Some things that have given me hope recently:

Friendly and welcoming rural Nicaraguan families.

The sale of Philadelphia's newspapers from a profit-focused absentee
conglomerate to a group of local investors who love the city.

Three young men who went to Darfur for an adventure and came home
permanently, energetically and creatively committed to the children of
northern Uganda.

Prisoners who start vegetable seeds to be raised by urban gardeners to feed
the hungry.



My Nicaragua travel letter:
I went to Nicaragua to help our son Tim decide whether to take a job
with the house-building/workcamp program he's been helping out with. They
offered him a job starting a new site, near the same city he is now, working
closely with this US woman, Bonnie, whom he counts on and admires so much.
But he didn’t want to make a wrong choice and isolate himself from life up
here, so he asked if I would come down and take a look at the whole
situation and help him decide. What a pleasure! (I couldn't have decided
to go just for a vacation--it felt like an expensive luxury--so it was great
to have it be part of my job as a mom.)
Of course there’s way too much to tell... The first morning he rode me
out to the house-building worksite on his bike—-on dusty roads way out into
the country. I was surprised at how easy it was to balance on the bar, but
very conscious of how much extra work it was for him.

* PROBLEM *
Rewrite the part of the text that begins at "Friendly and welcoming" and stops after "northern Uganda.", swapping "local investors" for "local owners". Answer from the text alone.

* DATASET EXCERPTS *
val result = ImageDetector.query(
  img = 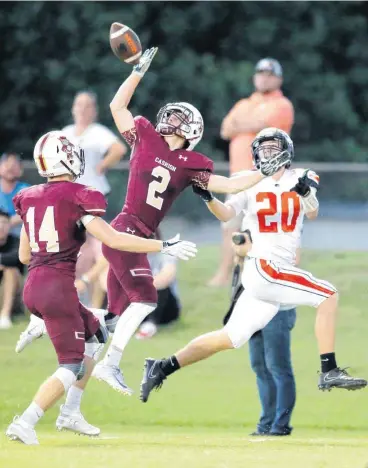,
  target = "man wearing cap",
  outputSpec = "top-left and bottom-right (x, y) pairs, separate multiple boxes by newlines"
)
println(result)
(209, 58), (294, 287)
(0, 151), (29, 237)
==
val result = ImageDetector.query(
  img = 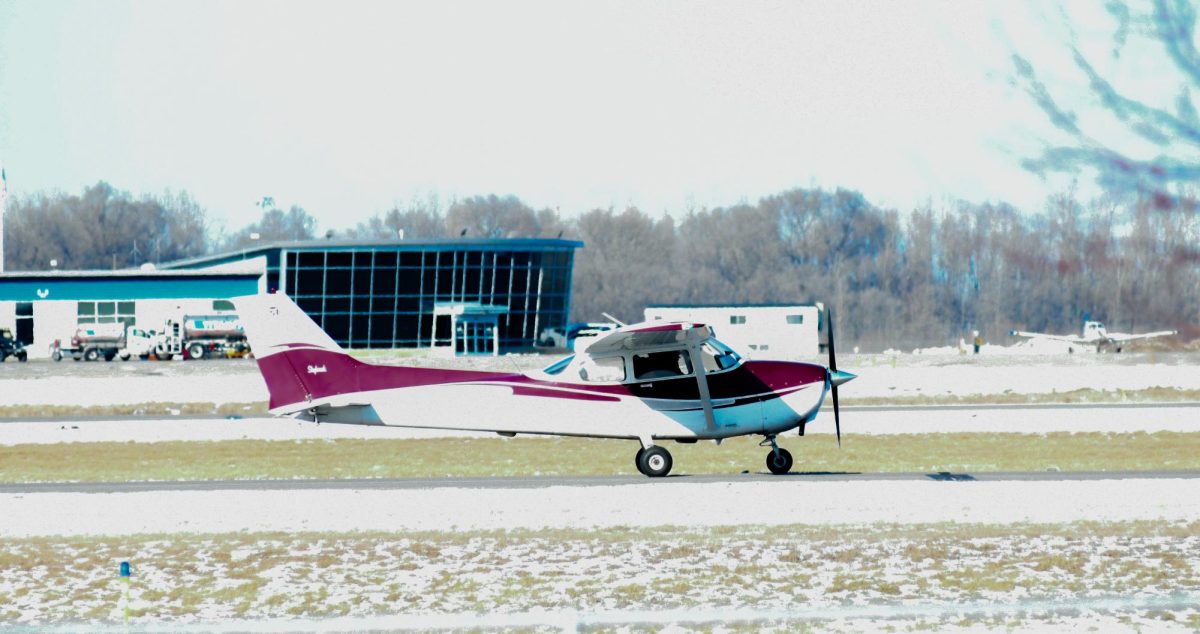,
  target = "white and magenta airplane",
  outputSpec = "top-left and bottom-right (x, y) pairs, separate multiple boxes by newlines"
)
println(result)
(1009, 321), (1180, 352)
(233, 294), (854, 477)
==
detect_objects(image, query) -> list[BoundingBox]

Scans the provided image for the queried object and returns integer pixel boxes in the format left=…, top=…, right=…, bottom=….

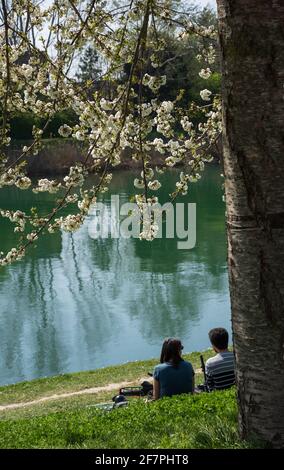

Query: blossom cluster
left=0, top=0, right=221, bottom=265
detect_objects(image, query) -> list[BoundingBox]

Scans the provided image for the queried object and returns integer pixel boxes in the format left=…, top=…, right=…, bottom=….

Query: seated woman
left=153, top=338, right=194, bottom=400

* COMPLETED EXERCISE *
Friendly and welcoming rural Nicaraguan families.

The sale of Philadelphia's newspapers from a profit-focused absentee
conglomerate to a group of local owners who love the city.

Three young men who went to Darfur for an adventure and came home
permanently, energetically and creatively committed to the children of
northern Uganda.